WHAT YOU SHOULD DO:
Please copy out the rows below, everything from the line containing "Indicate the distant" down to the line containing "pixel 406 184", both ends included, with the requests kept as they are. Scale every coordinate in the answers by 2.3 and round each to a whole number, with halves rounded up.

DATASET EXTRACT:
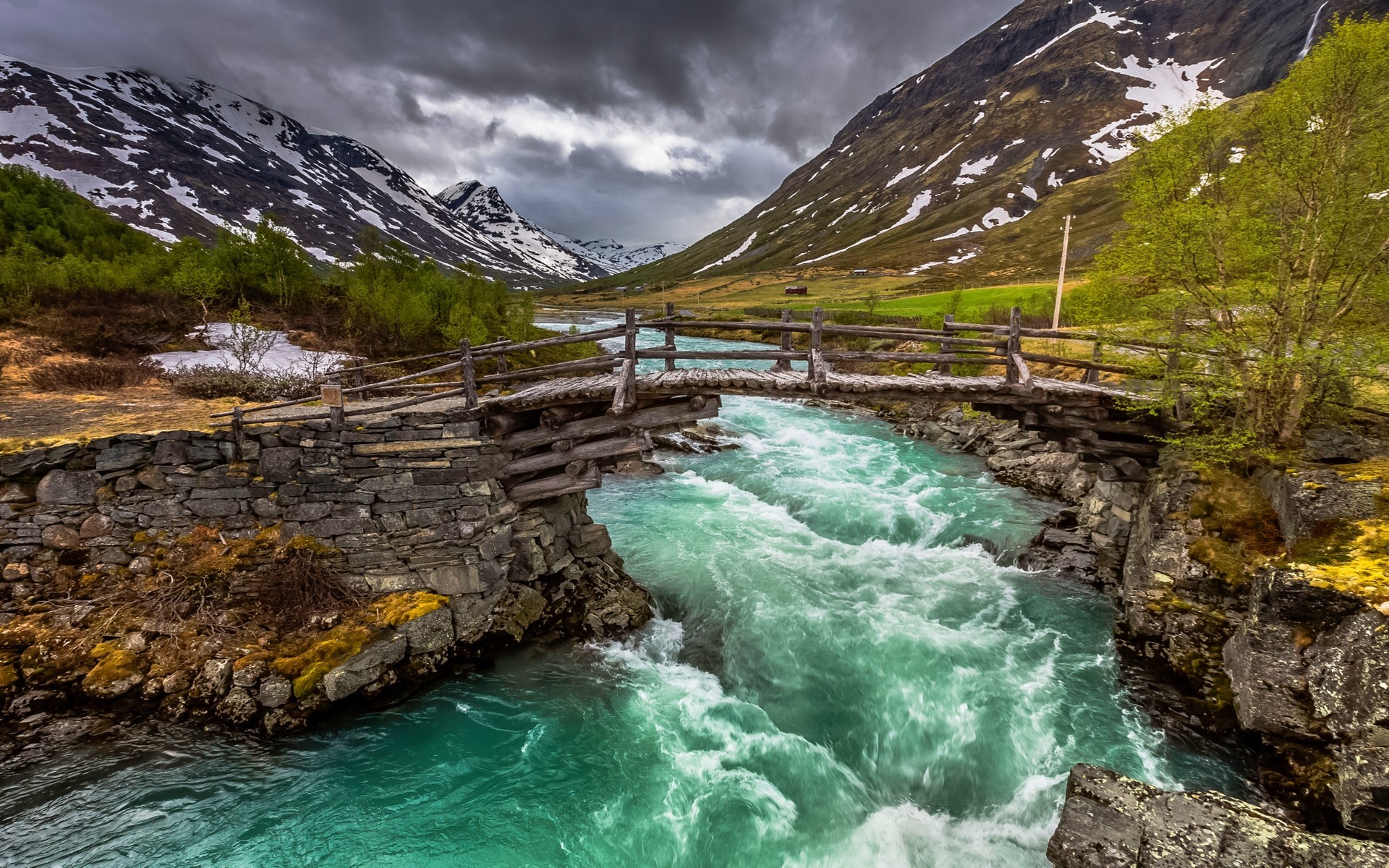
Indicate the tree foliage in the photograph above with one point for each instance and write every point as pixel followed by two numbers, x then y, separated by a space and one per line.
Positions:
pixel 57 247
pixel 1259 238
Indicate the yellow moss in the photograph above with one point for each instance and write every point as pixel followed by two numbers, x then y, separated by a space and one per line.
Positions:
pixel 1354 561
pixel 117 664
pixel 104 649
pixel 1221 557
pixel 305 684
pixel 25 631
pixel 1375 469
pixel 396 608
pixel 317 658
pixel 255 656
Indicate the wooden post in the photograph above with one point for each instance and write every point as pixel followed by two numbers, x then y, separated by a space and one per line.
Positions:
pixel 470 382
pixel 783 365
pixel 1174 365
pixel 624 396
pixel 670 333
pixel 237 434
pixel 1060 279
pixel 945 345
pixel 336 417
pixel 1013 375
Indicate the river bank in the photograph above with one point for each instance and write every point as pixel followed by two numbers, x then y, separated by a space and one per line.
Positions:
pixel 838 673
pixel 1228 638
pixel 266 582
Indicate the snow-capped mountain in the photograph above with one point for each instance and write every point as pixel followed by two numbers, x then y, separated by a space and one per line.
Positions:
pixel 616 256
pixel 939 174
pixel 484 208
pixel 178 158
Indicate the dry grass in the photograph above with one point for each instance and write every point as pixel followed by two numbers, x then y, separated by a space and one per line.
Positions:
pixel 95 375
pixel 33 417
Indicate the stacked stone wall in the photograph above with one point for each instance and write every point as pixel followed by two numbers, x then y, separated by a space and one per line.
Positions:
pixel 406 509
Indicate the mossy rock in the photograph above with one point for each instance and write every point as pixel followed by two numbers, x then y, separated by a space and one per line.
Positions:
pixel 119 671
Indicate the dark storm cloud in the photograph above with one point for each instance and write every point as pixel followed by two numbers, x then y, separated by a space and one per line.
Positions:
pixel 642 120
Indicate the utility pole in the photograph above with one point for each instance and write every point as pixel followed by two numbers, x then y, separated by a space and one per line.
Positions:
pixel 1060 278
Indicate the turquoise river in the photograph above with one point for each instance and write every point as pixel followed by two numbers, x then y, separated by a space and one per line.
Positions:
pixel 833 678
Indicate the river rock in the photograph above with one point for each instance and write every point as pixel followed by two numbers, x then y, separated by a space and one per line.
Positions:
pixel 1110 821
pixel 238 707
pixel 365 667
pixel 60 537
pixel 430 632
pixel 276 691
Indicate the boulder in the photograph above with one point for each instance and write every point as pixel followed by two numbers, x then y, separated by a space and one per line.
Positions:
pixel 77 488
pixel 279 464
pixel 60 537
pixel 238 707
pixel 1110 821
pixel 276 691
pixel 365 667
pixel 430 632
pixel 214 679
pixel 1045 474
pixel 96 525
pixel 122 456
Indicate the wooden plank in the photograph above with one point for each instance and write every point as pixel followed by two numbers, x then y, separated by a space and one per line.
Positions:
pixel 1020 367
pixel 783 365
pixel 598 363
pixel 584 451
pixel 753 326
pixel 470 383
pixel 946 347
pixel 912 357
pixel 556 485
pixel 1013 374
pixel 724 354
pixel 670 335
pixel 673 413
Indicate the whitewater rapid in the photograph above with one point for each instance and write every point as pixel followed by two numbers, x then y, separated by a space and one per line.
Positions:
pixel 833 678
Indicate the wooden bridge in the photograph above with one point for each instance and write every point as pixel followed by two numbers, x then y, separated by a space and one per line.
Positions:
pixel 557 424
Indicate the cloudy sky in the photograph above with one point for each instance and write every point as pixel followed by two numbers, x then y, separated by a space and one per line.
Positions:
pixel 640 120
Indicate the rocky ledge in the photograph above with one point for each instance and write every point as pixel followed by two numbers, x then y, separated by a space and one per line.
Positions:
pixel 1110 821
pixel 260 584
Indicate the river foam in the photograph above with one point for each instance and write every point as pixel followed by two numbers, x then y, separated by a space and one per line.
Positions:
pixel 835 678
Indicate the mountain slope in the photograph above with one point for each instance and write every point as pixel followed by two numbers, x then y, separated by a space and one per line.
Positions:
pixel 184 157
pixel 484 208
pixel 616 256
pixel 934 174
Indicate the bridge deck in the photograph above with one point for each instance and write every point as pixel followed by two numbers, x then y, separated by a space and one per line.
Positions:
pixel 794 383
pixel 735 381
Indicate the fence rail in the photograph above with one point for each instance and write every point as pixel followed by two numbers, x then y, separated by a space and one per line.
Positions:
pixel 1002 349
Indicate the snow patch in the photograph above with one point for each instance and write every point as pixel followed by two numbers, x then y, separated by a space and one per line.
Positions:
pixel 1109 20
pixel 904 174
pixel 1167 87
pixel 732 256
pixel 281 357
pixel 972 169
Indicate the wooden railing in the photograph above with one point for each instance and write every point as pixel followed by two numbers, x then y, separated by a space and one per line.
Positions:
pixel 1002 349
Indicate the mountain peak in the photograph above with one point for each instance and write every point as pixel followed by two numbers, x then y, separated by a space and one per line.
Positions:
pixel 190 157
pixel 935 170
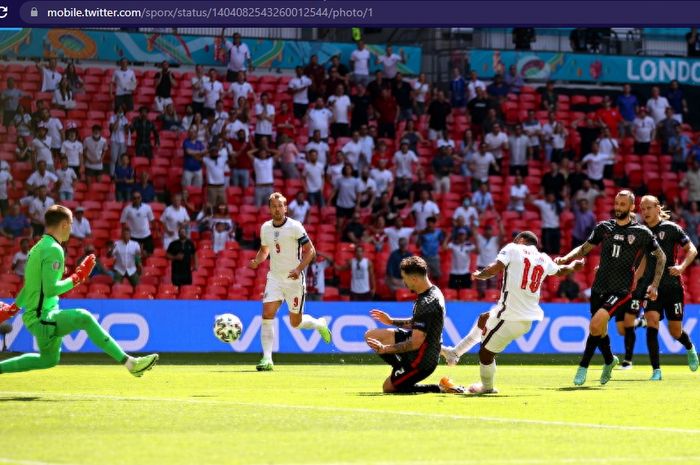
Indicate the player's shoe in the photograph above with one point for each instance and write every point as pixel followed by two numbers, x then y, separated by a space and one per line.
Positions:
pixel 692 359
pixel 607 370
pixel 324 331
pixel 143 364
pixel 265 364
pixel 450 356
pixel 447 386
pixel 478 389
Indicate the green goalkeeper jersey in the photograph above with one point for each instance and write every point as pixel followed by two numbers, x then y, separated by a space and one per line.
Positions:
pixel 42 280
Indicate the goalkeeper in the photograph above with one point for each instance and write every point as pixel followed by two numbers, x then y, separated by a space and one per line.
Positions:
pixel 39 299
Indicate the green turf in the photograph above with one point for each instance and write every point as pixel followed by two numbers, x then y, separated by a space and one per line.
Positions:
pixel 334 414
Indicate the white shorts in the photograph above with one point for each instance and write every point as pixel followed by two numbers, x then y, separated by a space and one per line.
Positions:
pixel 499 333
pixel 291 291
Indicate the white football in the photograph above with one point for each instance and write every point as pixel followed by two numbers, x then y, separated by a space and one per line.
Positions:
pixel 227 327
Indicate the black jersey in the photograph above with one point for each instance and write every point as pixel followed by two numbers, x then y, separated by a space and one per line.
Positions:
pixel 429 317
pixel 670 237
pixel 623 247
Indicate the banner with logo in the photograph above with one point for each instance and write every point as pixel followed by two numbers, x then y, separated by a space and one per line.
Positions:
pixel 186 326
pixel 154 47
pixel 587 67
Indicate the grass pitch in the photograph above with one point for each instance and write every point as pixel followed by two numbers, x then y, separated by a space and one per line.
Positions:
pixel 199 414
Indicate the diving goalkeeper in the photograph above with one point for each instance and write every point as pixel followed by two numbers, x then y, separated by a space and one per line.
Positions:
pixel 39 299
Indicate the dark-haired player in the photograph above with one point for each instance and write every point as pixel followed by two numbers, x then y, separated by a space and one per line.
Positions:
pixel 623 243
pixel 413 349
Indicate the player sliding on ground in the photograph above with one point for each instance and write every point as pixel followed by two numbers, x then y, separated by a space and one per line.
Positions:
pixel 413 350
pixel 670 237
pixel 39 299
pixel 623 241
pixel 524 268
pixel 290 250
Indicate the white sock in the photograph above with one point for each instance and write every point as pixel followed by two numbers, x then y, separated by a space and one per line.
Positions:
pixel 267 337
pixel 309 322
pixel 469 341
pixel 488 372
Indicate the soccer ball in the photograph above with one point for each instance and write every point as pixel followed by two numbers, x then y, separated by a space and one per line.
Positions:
pixel 227 327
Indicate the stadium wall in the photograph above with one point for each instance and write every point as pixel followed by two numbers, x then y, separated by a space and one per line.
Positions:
pixel 186 326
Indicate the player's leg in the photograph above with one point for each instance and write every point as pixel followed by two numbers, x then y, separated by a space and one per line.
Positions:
pixel 71 320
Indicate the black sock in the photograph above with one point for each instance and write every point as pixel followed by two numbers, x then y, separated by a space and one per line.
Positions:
pixel 591 345
pixel 604 346
pixel 685 340
pixel 630 339
pixel 653 347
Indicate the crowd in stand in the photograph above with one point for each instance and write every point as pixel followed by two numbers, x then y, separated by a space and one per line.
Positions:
pixel 381 148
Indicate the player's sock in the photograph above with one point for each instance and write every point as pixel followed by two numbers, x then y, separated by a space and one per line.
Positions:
pixel 630 339
pixel 468 341
pixel 685 340
pixel 653 347
pixel 267 337
pixel 591 346
pixel 605 349
pixel 487 372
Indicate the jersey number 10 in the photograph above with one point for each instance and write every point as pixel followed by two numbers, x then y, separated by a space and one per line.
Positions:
pixel 535 279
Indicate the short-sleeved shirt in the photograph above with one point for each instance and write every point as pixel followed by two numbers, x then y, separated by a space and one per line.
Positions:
pixel 524 264
pixel 623 247
pixel 285 243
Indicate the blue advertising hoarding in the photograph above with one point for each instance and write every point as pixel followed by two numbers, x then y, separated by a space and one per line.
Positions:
pixel 186 326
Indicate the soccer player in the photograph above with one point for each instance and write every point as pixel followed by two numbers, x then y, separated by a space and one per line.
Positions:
pixel 413 349
pixel 290 250
pixel 524 268
pixel 623 241
pixel 39 299
pixel 670 237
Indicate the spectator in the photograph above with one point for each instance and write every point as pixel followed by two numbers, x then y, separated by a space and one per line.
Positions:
pixel 239 56
pixel 14 224
pixel 460 277
pixel 119 132
pixel 80 229
pixel 50 75
pixel 568 288
pixel 438 111
pixel 37 209
pixel 122 86
pixel 199 82
pixel 164 84
pixel 19 260
pixel 584 222
pixel 137 220
pixel 66 177
pixel 63 96
pixel 429 241
pixel 299 208
pixel 514 80
pixel 657 105
pixel 628 105
pixel 518 193
pixel 677 101
pixel 443 165
pixel 643 131
pixel 359 62
pixel 144 128
pixel 127 255
pixel 550 209
pixel 533 130
pixel 458 89
pixel 174 218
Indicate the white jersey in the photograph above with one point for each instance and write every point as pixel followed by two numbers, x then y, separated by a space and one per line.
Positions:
pixel 526 268
pixel 285 243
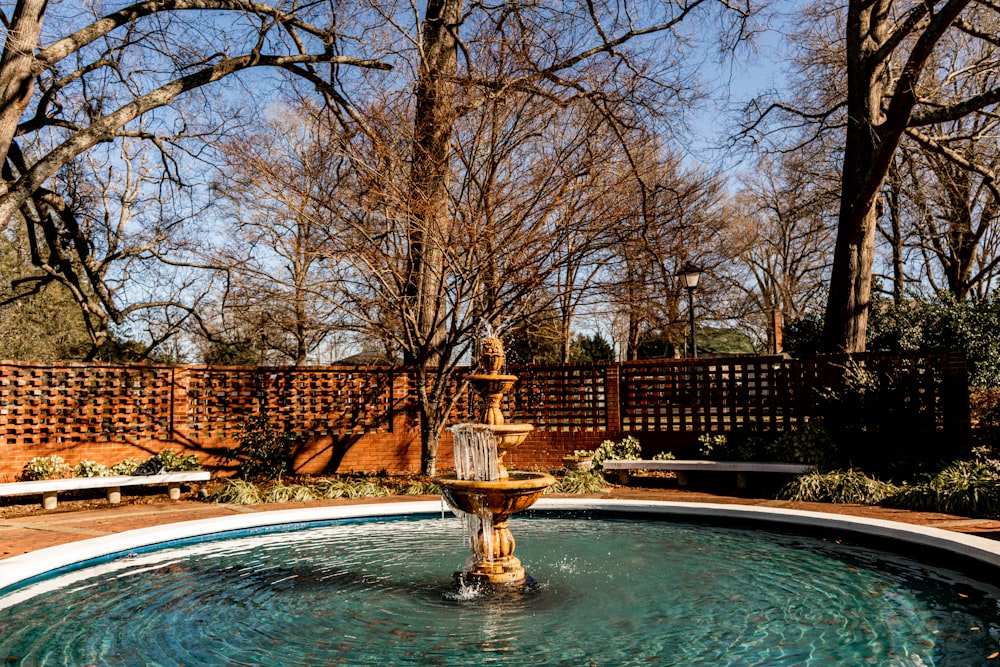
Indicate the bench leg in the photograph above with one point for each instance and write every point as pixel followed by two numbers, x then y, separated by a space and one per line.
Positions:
pixel 49 500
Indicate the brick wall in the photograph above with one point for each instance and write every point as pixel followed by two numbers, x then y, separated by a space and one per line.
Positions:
pixel 364 419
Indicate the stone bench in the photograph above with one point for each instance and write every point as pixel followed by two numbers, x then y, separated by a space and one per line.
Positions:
pixel 682 467
pixel 49 488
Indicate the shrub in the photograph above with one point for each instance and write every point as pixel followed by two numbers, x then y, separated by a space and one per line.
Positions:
pixel 88 468
pixel 45 467
pixel 262 451
pixel 580 481
pixel 366 487
pixel 285 493
pixel 236 492
pixel 838 486
pixel 126 467
pixel 627 449
pixel 806 443
pixel 419 489
pixel 968 488
pixel 174 462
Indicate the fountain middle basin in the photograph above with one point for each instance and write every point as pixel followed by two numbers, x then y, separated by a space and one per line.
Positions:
pixel 633 587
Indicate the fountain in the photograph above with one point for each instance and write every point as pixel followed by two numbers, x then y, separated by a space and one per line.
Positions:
pixel 483 492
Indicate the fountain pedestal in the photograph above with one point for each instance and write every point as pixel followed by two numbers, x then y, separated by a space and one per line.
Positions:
pixel 493 502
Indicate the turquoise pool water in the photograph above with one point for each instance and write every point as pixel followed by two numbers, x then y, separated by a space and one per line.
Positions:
pixel 609 592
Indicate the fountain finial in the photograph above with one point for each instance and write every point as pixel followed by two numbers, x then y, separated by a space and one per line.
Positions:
pixel 493 357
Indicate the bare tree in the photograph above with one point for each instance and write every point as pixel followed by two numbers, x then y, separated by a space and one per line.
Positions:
pixel 779 236
pixel 883 57
pixel 105 78
pixel 569 54
pixel 278 180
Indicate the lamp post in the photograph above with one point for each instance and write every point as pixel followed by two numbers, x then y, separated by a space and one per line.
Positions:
pixel 690 275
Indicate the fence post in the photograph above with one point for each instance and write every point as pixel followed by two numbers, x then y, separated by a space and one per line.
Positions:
pixel 612 401
pixel 957 411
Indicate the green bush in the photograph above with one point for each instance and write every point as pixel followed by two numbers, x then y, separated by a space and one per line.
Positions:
pixel 45 467
pixel 580 481
pixel 967 488
pixel 262 451
pixel 174 462
pixel 236 491
pixel 805 443
pixel 627 449
pixel 88 468
pixel 838 486
pixel 126 467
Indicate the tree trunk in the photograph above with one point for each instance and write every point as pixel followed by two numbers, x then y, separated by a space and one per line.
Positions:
pixel 428 200
pixel 16 80
pixel 867 156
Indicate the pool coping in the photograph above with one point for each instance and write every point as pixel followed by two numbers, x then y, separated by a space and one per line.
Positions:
pixel 971 548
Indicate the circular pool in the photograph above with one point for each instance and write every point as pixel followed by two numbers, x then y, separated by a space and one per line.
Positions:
pixel 614 586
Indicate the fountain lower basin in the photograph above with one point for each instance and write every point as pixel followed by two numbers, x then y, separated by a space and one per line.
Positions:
pixel 493 502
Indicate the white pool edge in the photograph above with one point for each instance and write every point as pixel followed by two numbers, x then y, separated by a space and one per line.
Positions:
pixel 20 568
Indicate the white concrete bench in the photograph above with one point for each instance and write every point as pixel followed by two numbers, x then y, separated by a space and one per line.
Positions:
pixel 49 488
pixel 682 467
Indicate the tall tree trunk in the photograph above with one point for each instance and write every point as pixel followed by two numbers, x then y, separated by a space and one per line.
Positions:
pixel 866 163
pixel 875 125
pixel 428 200
pixel 16 80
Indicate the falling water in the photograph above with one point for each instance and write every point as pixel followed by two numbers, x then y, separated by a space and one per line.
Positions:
pixel 475 451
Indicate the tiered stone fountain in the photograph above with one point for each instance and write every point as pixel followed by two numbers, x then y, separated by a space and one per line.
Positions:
pixel 482 490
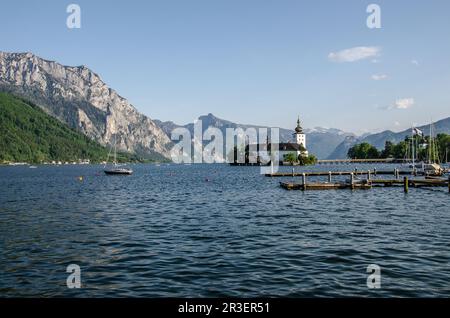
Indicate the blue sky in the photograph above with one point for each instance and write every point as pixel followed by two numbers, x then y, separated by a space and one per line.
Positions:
pixel 258 62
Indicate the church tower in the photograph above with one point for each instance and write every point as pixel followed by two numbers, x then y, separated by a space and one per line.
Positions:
pixel 300 137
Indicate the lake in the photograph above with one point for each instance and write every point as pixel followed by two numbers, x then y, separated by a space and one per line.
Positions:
pixel 214 230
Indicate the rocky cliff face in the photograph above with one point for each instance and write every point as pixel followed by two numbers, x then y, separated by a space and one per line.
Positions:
pixel 78 97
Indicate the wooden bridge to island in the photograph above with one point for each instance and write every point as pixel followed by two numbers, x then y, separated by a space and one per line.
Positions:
pixel 410 179
pixel 362 161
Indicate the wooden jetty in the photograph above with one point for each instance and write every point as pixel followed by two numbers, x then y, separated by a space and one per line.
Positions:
pixel 362 161
pixel 366 184
pixel 324 186
pixel 374 172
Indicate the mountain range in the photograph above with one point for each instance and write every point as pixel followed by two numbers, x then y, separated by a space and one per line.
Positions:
pixel 79 98
pixel 379 139
pixel 320 141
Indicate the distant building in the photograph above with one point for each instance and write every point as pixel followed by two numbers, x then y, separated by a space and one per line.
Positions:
pixel 298 147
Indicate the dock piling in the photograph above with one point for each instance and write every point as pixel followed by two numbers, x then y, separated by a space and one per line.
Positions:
pixel 406 184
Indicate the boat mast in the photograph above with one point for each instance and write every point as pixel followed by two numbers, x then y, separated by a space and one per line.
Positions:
pixel 412 148
pixel 115 150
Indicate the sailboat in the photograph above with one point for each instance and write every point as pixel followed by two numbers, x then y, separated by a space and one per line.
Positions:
pixel 116 169
pixel 433 167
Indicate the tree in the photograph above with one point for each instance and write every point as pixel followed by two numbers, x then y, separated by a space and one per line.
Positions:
pixel 290 157
pixel 363 151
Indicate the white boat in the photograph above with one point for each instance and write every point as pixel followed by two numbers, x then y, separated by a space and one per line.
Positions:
pixel 116 169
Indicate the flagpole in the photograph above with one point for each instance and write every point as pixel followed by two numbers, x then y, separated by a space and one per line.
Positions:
pixel 412 148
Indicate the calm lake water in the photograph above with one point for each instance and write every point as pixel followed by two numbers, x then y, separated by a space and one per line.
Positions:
pixel 215 230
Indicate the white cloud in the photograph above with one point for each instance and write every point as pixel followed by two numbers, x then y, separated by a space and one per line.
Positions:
pixel 379 77
pixel 354 54
pixel 404 103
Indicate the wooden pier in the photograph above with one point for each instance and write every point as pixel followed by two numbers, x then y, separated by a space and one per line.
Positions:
pixel 374 172
pixel 368 183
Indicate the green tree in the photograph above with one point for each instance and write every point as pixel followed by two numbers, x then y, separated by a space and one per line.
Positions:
pixel 290 157
pixel 363 151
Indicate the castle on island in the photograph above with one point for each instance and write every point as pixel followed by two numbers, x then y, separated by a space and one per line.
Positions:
pixel 280 151
pixel 298 147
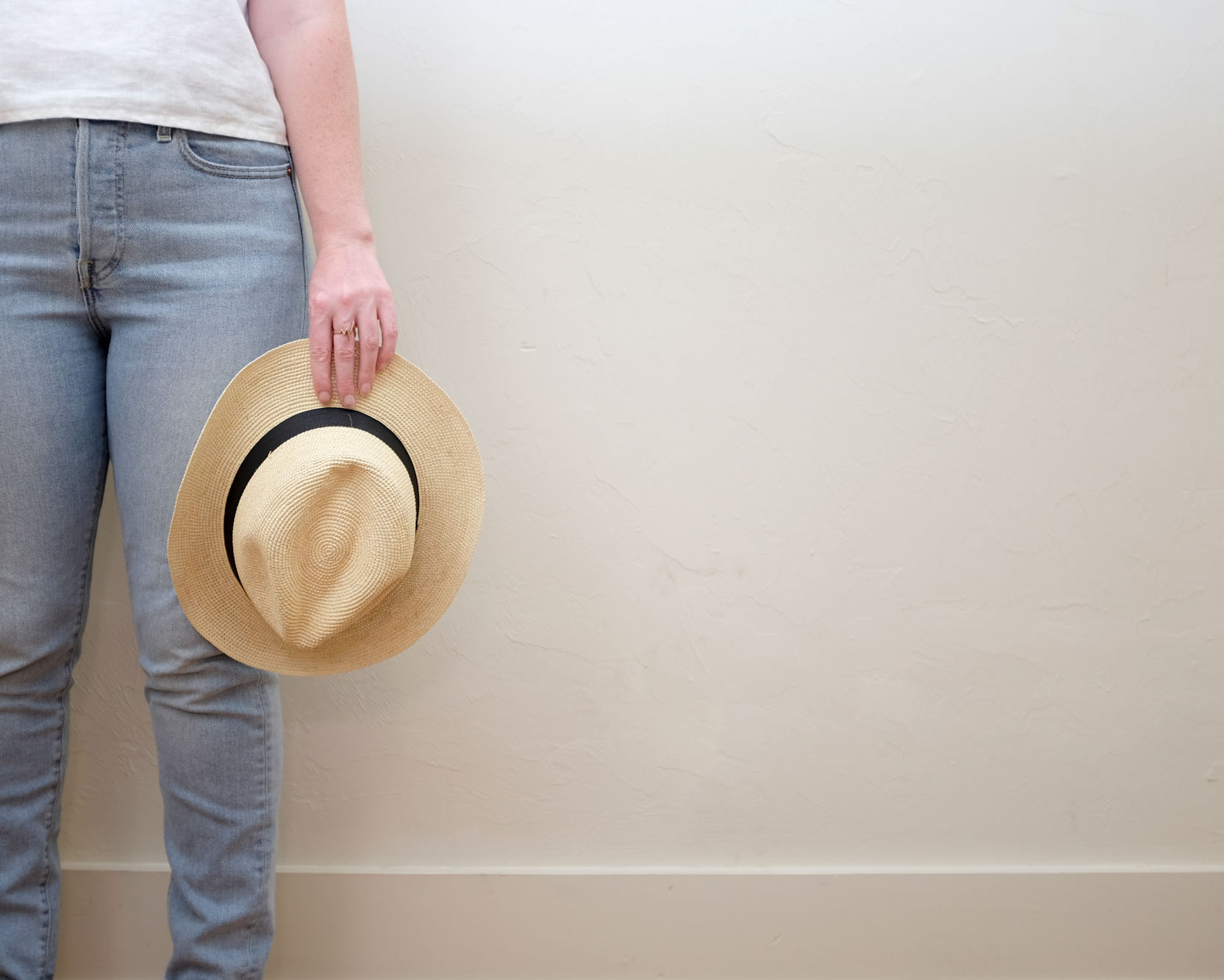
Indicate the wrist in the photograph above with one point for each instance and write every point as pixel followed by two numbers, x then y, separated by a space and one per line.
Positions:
pixel 344 237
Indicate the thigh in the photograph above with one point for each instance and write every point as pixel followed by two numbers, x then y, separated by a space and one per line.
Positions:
pixel 53 440
pixel 212 274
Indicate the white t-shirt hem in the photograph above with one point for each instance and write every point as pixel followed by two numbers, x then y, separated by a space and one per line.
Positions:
pixel 201 124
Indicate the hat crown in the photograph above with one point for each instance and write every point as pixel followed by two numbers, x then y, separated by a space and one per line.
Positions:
pixel 325 529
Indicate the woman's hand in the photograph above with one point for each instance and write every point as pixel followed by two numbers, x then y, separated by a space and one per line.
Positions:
pixel 348 290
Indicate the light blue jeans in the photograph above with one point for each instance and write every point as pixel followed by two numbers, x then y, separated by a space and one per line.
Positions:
pixel 140 268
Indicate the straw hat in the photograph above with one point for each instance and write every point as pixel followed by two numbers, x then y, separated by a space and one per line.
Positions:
pixel 314 540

ANSWER TO THIS EXERCISE:
Indicate the distant building in the photograph above with one point for each instance and write every point as pixel followed by two numbers, x then y, separated by a space and one per line.
Positions:
pixel 685 338
Indicate the dock piling in the photograph above with one point for each instance and write every point as pixel followed by two numbers, x then y, separated by a space and one per line.
Positions:
pixel 934 423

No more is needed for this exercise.